TEXT:
About This Performance

Kick-start the winter holidays with Grammy Award-winners Dan Zanes and Friends at this festive family event. Join Dan and his friends from near and far in this all-ages celebration of the season. When Dan invites his friends over for a jam session, a traditional Christmas carol becomes an excuse to tap dance, the stage erupts with disco Hanukah songs, and Arabic beats provide the backdrop for a Lunar New Year sing-a-long. Don’t miss this fabulous event before it goes to Broadway for three weeks this holiday season!

Musical artists joining Dan Zanes in the holiday house party include:
- Palestinian Arabic -jazz bazuq player Tareq Abboushi

- Drummer Colin Brooks
- English designer and director Julian Crouch with his inspired Crouch Family Band
- Mexican guitarist and Vocalist Sonia de los Santos
- Accordionist / saxophonist John Foti
- Renowned tap dancer Derrick K. Grant with his tap dancing son and daughter Kaleo and Lulu Grant
- Bass player Saskia Sunshine Lane
- Fiddler / trumpeter Elena Moon Park
- Founder of the ground breaking neo-hasidic ensemble Pharoah’s Daughter, vocalist Basya Schecter
- Palestinian percussionist/composer Zafer Tawil
- And the latest sensations from Veracruz Mexico, the Villa-Lobos Brothers

“Imagine if you will a [holiday season] afternoon in my Brooklyn home. My band and I have made a plan to play for awhile, and a group of musical friends drop by to say hello. A sudden storm turns a quick visit into a full blown jam session. How did I, a WASP from New Hampshire, end up in this wild situation with Mexican, Jewish, Arabic, English and Korean songs not to mention tap dancing shaking the rafters? It’s the 21st Century! We are all celebrating the holidays together this year, and I hope that you can squeeze into the living room to sing and dance with us.”

TASK LIST:
1 - According to the quoted passage in the performance description, what are the origins of the songs heard during the jam session?
2 - According to the performance description, what instrument does Tareq Abboushi play?
3 - Copy the part of the performance description that opens with the words containing "About This Performance" and closes with "this holiday season!".
The material after this has no connection to the performance description.

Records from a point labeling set

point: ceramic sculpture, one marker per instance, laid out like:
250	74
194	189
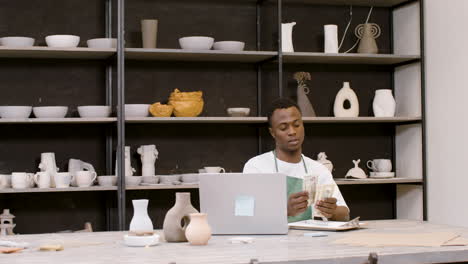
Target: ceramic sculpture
384	104
177	218
367	33
198	232
346	94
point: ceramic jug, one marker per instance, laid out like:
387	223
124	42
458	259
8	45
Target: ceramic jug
48	165
346	94
367	33
286	37
75	165
141	221
198	231
384	104
177	218
149	155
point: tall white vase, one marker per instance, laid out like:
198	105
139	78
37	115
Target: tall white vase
384	104
331	38
148	154
286	36
346	94
141	221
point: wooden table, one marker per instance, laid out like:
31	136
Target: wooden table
293	248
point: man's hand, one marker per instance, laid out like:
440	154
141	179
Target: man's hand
297	203
327	207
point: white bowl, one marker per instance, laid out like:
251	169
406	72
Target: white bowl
15	111
196	43
136	110
94	111
62	41
238	111
50	111
17	42
102	43
229	45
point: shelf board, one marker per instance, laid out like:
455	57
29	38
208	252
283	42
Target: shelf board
55	53
163	187
69	120
70	189
348	58
342	181
379	3
204	55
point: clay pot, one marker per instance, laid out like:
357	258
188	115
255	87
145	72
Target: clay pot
177	218
198	231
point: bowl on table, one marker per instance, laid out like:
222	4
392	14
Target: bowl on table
50	111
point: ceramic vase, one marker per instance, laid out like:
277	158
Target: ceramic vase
346	94
177	218
331	38
140	221
286	36
198	231
384	104
367	33
149	155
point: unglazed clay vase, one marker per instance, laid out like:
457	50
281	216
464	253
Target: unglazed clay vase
346	94
198	231
141	221
384	104
177	219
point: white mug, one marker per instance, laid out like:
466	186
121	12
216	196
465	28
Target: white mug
215	170
380	165
85	178
62	179
42	179
21	180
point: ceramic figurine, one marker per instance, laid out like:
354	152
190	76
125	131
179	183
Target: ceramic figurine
302	91
346	94
149	155
141	221
384	104
367	33
331	38
6	223
198	232
356	172
286	37
174	231
322	158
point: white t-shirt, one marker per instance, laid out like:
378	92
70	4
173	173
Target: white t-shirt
265	163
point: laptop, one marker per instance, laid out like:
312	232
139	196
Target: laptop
238	203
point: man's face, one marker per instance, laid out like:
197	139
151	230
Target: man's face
287	128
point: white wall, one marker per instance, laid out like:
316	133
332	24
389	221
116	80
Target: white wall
446	30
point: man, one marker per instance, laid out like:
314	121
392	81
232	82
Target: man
287	129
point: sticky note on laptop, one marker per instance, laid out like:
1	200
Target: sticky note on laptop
244	205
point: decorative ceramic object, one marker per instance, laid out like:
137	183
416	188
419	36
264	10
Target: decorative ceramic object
186	104
6	223
356	172
322	158
198	231
384	104
286	37
177	218
141	221
149	32
302	91
149	154
346	94
331	38
367	33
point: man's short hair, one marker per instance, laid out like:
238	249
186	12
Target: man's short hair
280	103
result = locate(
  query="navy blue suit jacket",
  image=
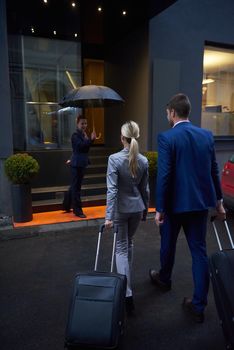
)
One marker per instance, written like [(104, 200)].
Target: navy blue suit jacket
[(188, 174), (80, 149)]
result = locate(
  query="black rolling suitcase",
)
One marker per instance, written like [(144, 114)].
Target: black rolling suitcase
[(96, 313), (221, 266)]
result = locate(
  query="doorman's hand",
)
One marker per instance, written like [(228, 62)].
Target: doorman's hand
[(159, 218)]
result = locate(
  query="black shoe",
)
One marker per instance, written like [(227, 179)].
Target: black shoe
[(129, 306), (190, 309), (80, 214), (155, 279)]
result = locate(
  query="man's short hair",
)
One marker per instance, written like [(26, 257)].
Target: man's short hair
[(79, 117), (181, 104)]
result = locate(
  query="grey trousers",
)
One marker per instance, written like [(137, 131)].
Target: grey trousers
[(127, 224)]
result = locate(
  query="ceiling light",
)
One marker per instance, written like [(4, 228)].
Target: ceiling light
[(207, 81)]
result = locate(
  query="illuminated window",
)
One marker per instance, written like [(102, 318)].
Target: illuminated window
[(218, 91), (47, 71)]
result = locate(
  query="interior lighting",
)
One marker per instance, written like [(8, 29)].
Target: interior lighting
[(207, 81), (73, 84)]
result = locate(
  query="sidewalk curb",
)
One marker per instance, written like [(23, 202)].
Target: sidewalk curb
[(9, 232)]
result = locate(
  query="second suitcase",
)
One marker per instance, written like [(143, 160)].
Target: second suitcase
[(222, 276), (96, 313)]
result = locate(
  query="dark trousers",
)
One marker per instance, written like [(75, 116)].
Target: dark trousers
[(77, 178), (194, 226)]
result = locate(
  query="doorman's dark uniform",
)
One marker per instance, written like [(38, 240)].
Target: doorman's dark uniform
[(79, 161)]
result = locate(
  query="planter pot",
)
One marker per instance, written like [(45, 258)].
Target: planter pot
[(22, 202), (152, 187)]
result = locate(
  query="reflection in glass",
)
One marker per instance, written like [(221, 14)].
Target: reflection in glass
[(42, 71)]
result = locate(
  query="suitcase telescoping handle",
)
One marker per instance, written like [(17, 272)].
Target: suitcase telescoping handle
[(212, 219), (115, 228)]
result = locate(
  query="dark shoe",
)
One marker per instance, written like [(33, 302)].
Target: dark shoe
[(80, 214), (190, 309), (155, 279), (129, 305)]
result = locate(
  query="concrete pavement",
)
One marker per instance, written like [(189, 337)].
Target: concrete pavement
[(37, 269)]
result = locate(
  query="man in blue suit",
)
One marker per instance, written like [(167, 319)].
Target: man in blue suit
[(188, 184), (79, 161)]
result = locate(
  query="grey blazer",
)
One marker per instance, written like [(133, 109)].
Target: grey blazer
[(126, 194)]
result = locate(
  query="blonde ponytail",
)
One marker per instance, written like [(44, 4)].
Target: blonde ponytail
[(131, 132)]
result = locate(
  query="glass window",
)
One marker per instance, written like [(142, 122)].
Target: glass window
[(218, 91)]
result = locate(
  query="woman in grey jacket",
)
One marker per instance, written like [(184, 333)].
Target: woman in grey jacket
[(127, 200)]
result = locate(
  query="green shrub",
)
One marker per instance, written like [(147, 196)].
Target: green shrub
[(20, 168), (152, 157)]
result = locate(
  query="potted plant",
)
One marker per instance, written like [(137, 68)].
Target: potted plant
[(152, 157), (20, 168)]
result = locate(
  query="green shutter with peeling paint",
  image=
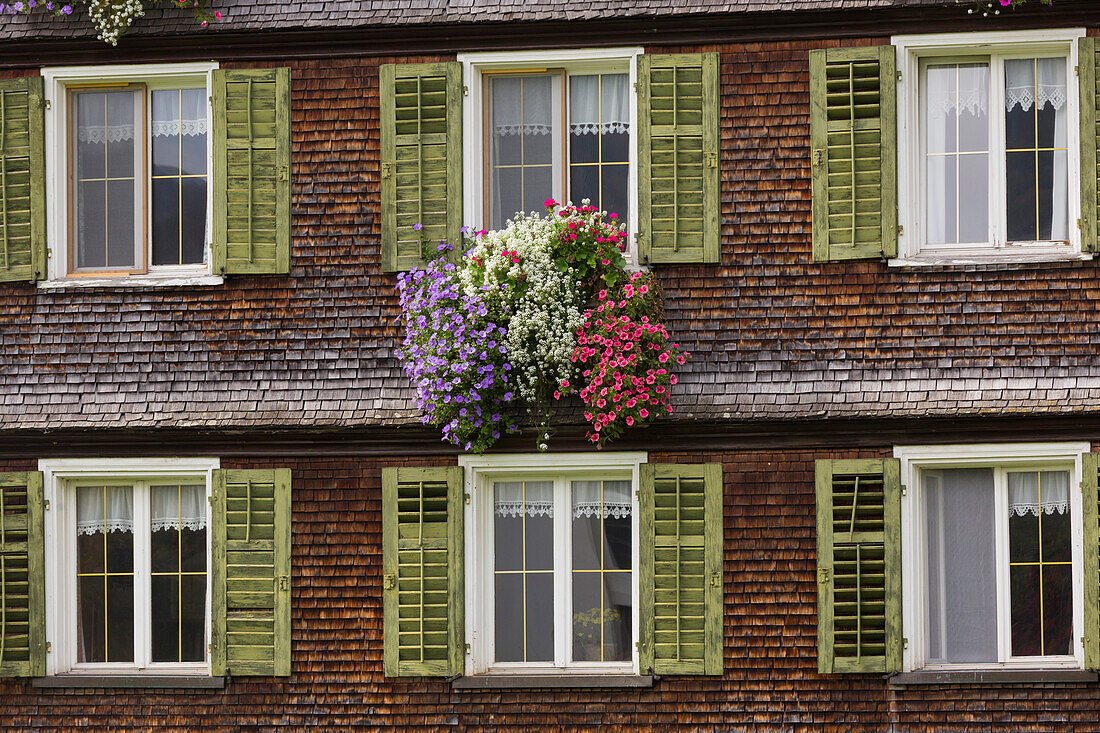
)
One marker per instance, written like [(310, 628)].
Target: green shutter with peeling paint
[(859, 566), (22, 576), (678, 157), (252, 171), (251, 581), (854, 152), (22, 179), (421, 160), (680, 573), (422, 582)]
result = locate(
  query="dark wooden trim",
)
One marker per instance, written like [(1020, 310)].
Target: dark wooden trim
[(130, 681), (452, 37), (530, 681), (664, 437), (994, 677)]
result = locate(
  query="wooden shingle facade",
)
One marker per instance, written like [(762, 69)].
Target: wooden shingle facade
[(814, 376)]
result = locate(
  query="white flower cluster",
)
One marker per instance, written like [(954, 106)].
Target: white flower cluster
[(113, 17), (513, 271)]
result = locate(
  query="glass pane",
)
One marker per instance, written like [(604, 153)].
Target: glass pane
[(603, 606), (524, 570), (955, 109), (961, 570), (1041, 562), (525, 143), (106, 177), (105, 573)]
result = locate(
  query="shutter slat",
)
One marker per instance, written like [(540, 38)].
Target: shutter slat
[(859, 566), (422, 602), (22, 179), (853, 153), (678, 161), (252, 171), (251, 593), (681, 569), (421, 159)]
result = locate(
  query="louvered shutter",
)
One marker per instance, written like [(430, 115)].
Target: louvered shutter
[(252, 171), (681, 575), (1090, 133), (251, 593), (678, 157), (859, 566), (853, 134), (422, 582), (1090, 516), (22, 179), (421, 160), (22, 576)]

EXERCISE SOLUTIONS:
1 - Mexican, Jewish, Arabic, English, Korean

2 - The bazuq.

3 -
About This Performance

Kick-start the winter holidays with Grammy Award-winners Dan Zanes and Friends at this festive family event. Join Dan and his friends from near and far in this all-ages celebration of the season. When Dan invites his friends over for a jam session, a traditional Christmas carol becomes an excuse to tap dance, the stage erupts with disco Hanukah songs, and Arabic beats provide the backdrop for a Lunar New Year sing-a-long. Don’t miss this fabulous event before it goes to Broadway for three weeks this holiday season!